Dataset entries
══════════════════════════════

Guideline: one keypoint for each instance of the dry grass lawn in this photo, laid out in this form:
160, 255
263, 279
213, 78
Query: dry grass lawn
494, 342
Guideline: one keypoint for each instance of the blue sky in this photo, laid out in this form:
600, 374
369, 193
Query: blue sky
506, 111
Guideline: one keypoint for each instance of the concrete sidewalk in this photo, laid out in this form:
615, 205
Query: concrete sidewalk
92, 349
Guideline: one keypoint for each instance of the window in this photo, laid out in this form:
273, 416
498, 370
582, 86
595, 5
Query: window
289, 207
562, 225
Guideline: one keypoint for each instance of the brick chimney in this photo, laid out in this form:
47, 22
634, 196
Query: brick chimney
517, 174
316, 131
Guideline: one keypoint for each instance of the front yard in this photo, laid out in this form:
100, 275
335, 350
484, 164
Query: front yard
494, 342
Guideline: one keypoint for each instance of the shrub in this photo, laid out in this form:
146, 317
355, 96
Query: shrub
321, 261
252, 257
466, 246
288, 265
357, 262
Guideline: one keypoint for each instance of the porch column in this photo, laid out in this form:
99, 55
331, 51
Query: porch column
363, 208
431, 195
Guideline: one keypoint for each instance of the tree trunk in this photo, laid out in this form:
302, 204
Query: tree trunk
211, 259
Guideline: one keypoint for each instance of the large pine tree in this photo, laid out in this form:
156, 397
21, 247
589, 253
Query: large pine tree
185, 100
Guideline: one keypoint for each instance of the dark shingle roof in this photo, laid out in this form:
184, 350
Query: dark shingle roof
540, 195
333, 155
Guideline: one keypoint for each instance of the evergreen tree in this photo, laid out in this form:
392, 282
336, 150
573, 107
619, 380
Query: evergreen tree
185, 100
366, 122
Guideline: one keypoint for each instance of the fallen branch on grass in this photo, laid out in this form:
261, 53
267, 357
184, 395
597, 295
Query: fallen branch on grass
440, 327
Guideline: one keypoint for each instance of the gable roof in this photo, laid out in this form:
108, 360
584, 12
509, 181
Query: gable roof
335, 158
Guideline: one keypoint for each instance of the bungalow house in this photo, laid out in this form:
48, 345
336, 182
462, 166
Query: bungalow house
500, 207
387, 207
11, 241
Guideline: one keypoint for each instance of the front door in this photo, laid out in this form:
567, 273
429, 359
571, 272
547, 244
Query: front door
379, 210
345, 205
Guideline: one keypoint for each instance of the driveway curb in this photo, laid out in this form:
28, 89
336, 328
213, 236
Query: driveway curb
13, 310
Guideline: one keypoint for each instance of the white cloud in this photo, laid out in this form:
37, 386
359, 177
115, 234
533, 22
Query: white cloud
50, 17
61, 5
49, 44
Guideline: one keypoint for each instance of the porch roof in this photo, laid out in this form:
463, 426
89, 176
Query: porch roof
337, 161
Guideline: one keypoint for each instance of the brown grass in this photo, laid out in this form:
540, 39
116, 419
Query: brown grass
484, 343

══════════════════════════════

Set problem
Could you quote the material above in full, exactly as it stands?

Final result
Guideline: one keypoint for each instance of the dry grass lawn in this photo, laid out in this form:
160, 255
263, 279
213, 78
Query: dry grass lawn
494, 342
Guideline: one keypoint for each instance of the blue sky in this photo, laid out in this form:
600, 374
369, 193
Query: blue sky
506, 111
Guideline: one keypoint for each instance of the concrete sidewalk in this photo, laid out in this form:
615, 205
Query: concrete sidewalk
92, 349
Guideline: one keypoint for each instance of the window in this photo, laid out in this form:
273, 416
498, 370
582, 86
595, 5
Query: window
289, 207
562, 225
Guideline: one keypoint for each instance of the brick chimney in this photo, laid out in this form:
47, 22
634, 196
Query: brick chimney
517, 174
316, 131
Guideline: one keypoint for each instance of the front yard in this photo, laid out in this form:
100, 275
335, 350
484, 164
Query: front yard
494, 342
Guideline: one keypoint for each instance of the shrub in this photo, laid out in this form:
146, 317
355, 96
Query: shrub
321, 261
252, 257
466, 246
288, 265
357, 262
Guideline: one keypoint for each instance of the porch column in this photo, laid out in this form:
99, 55
331, 51
Query: porch column
363, 208
431, 195
Guideline: one keypoint for each instance of the tree trunk in this photo, laid out in this form:
302, 204
Query: tree trunk
211, 259
Guideline: one keypoint for each instance of the large pine tree in this photo, laid out in this form:
156, 397
21, 247
589, 253
Query: large pine tree
185, 100
Guideline: one keypoint for each instance of the dark shingle roof in this photo, laid out in this form:
184, 350
Query: dark shingle roof
540, 195
333, 155
Guideline: one keypoint for each instance of the evergreen tree in this photo, laid out in this form:
392, 282
336, 150
573, 107
619, 380
Query: evergreen tree
185, 100
366, 122
Guideline: one keypoint for each instance of the fallen branch on grass in this photo, laid out in this form:
261, 53
267, 357
184, 395
597, 295
Query: fallen branch on grass
440, 327
Guideline: one keypoint for each instance of the gable roof in this photo, laid out in this form:
108, 360
584, 12
509, 181
Query: gable roof
335, 158
Guideline: one keypoint for each instance of the bungalow house in this photo, laid out in this form:
48, 345
336, 182
462, 166
Query: bungalow house
500, 207
387, 207
11, 241
Guideline: one keypoint for each instance of the front door in this photo, laid out in this form:
567, 273
429, 359
571, 272
547, 244
Query: front door
379, 210
345, 205
Guideline: one keypoint for each instance of the driveway curb in this photo, laid out in this form:
28, 89
336, 328
213, 236
Query: driveway curb
13, 310
Guideline: one keypoint for each instance of the white cloud in this photo, laid out in this form:
37, 386
359, 177
115, 234
533, 22
Query: white cloud
50, 17
61, 5
49, 44
Guideline: one keypoint for each instance of the porch roof in this photo, laid out in this form:
463, 426
89, 176
Query: porch roof
337, 161
Guideline: one keypoint for each instance of the brown grass in this photo, laid out in this form:
540, 39
116, 419
Query: brown grass
484, 343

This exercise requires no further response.